Problem requirements: Rewrite the lines below, changing "positive clicks" to "foreground clicks" wherever it occurs and keeping everything else unchanged.

── Extracted information ──

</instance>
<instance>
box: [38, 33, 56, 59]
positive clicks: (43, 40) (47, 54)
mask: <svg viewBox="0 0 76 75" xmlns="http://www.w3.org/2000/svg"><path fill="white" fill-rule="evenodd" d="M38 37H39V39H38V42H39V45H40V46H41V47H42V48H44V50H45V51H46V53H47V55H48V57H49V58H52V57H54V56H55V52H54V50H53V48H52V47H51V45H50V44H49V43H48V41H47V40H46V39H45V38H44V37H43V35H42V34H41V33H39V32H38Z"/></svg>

───

Solution to this task:
</instance>
<instance>
box: [38, 33, 56, 59]
foreground clicks: (43, 40) (47, 54)
mask: <svg viewBox="0 0 76 75" xmlns="http://www.w3.org/2000/svg"><path fill="white" fill-rule="evenodd" d="M38 37H39V39H38V42H39V45H40V46H41V47H42V48H44V50H45V51H46V53H47V55H48V57H49V58H52V57H54V56H55V52H54V50H53V48H52V47H51V45H50V44H49V43H48V41H47V40H46V39H45V38H44V37H43V35H42V34H41V33H39V32H38Z"/></svg>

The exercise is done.